::: Data for processing :::

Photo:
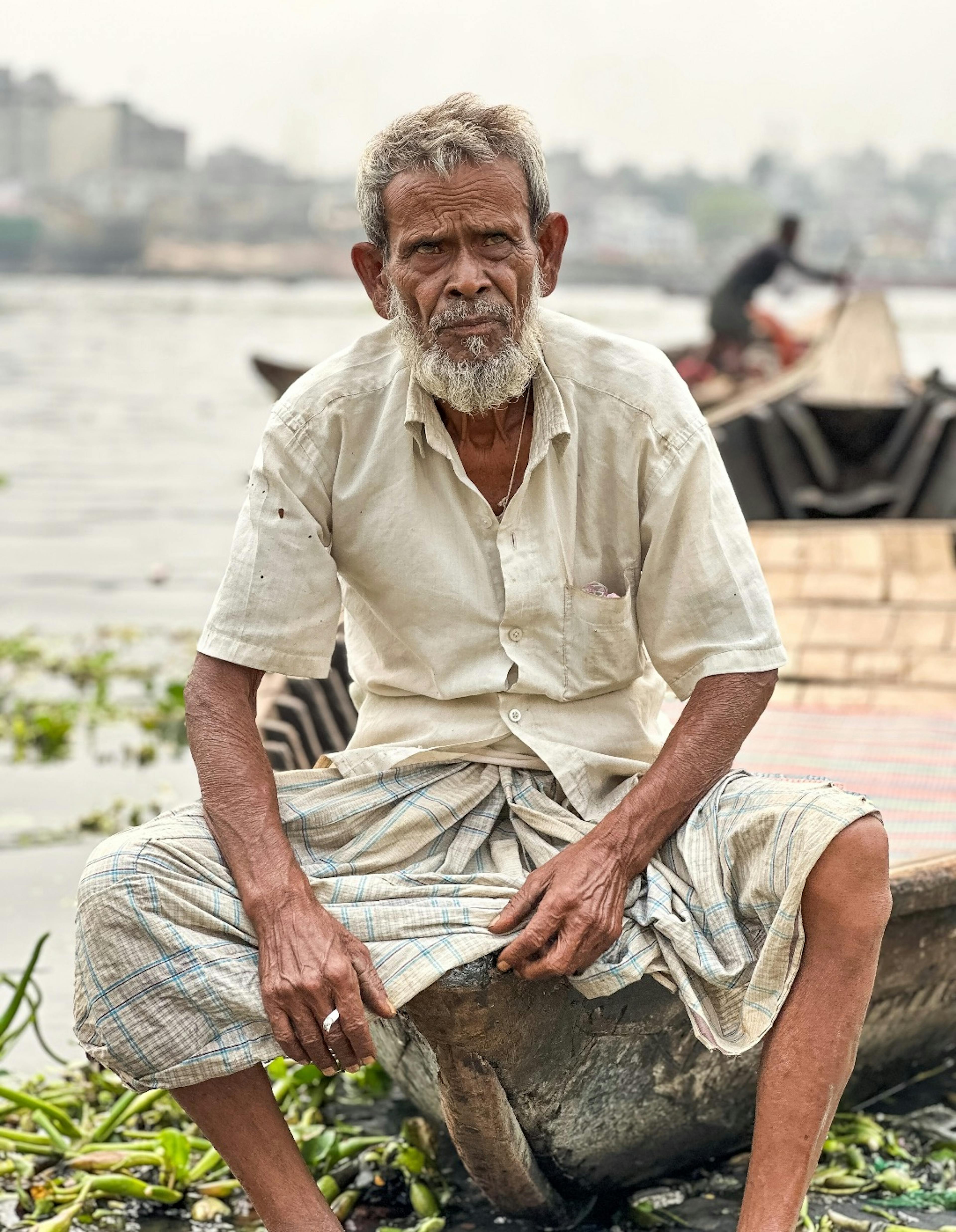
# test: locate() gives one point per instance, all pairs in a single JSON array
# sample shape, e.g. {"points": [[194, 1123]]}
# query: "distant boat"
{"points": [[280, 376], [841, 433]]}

:::
::: Data for processing :::

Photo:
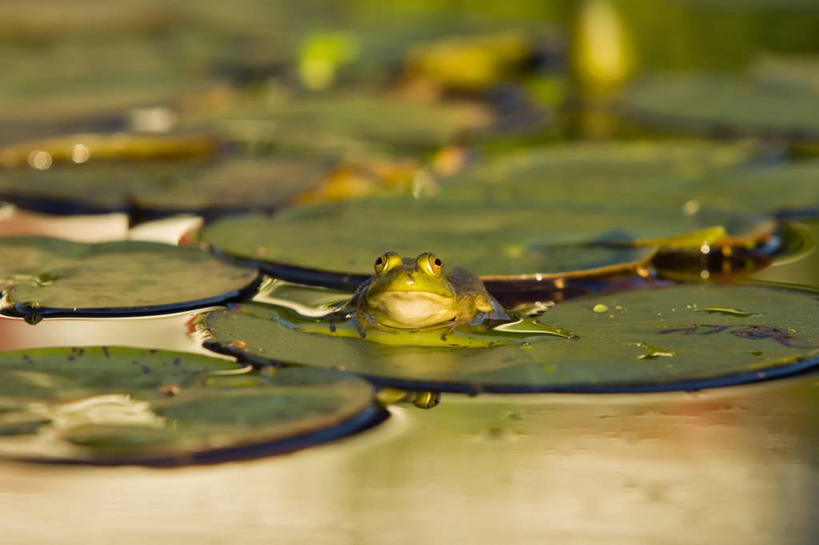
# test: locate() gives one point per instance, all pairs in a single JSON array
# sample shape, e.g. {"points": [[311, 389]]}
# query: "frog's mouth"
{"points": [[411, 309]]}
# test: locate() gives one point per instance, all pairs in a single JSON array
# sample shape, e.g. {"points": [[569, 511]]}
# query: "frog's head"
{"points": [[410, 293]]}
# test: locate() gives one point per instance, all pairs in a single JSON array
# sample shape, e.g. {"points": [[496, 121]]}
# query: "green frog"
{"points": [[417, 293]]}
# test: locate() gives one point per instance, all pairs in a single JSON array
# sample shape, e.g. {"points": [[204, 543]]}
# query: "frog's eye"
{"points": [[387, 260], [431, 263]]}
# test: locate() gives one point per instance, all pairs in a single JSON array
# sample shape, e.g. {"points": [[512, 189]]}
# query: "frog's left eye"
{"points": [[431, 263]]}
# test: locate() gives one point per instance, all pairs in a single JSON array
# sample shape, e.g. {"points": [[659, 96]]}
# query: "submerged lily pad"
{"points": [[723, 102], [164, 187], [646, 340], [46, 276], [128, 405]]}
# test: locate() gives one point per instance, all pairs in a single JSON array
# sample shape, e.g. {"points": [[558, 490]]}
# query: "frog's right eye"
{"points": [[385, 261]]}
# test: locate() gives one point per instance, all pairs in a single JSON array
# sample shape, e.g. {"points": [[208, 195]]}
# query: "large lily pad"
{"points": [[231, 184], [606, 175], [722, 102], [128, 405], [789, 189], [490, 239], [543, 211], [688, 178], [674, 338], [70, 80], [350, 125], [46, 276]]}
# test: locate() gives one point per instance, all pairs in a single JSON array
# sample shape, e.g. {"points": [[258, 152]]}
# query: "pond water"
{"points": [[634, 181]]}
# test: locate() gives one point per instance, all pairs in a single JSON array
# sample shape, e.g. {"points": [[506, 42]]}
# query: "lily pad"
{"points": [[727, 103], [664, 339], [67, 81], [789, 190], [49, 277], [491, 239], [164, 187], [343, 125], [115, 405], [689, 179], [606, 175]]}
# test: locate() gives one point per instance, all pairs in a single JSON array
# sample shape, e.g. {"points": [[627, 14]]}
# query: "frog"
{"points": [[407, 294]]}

:::

Select the lines from the entries that include the word "shape".

# sample shape, e.g. {"points": [[194, 1123]]}
# sample shape, e.g. {"points": [[311, 389]]}
# sample shape, e.g. {"points": [[569, 511]]}
# sample shape, e.g. {"points": [[496, 121]]}
# sample shape, e.g. {"points": [[204, 543]]}
# sample shape, e.g. {"points": [[512, 189]]}
# sample shape, e.g. {"points": [[659, 96]]}
# sample shape, e.g. {"points": [[558, 490]]}
# sample shape, e.g. {"points": [[208, 195]]}
# sample shape, e.g. {"points": [[258, 152]]}
# sample shape, e.g. {"points": [[506, 42]]}
# sample shape, e.g. {"points": [[627, 14]]}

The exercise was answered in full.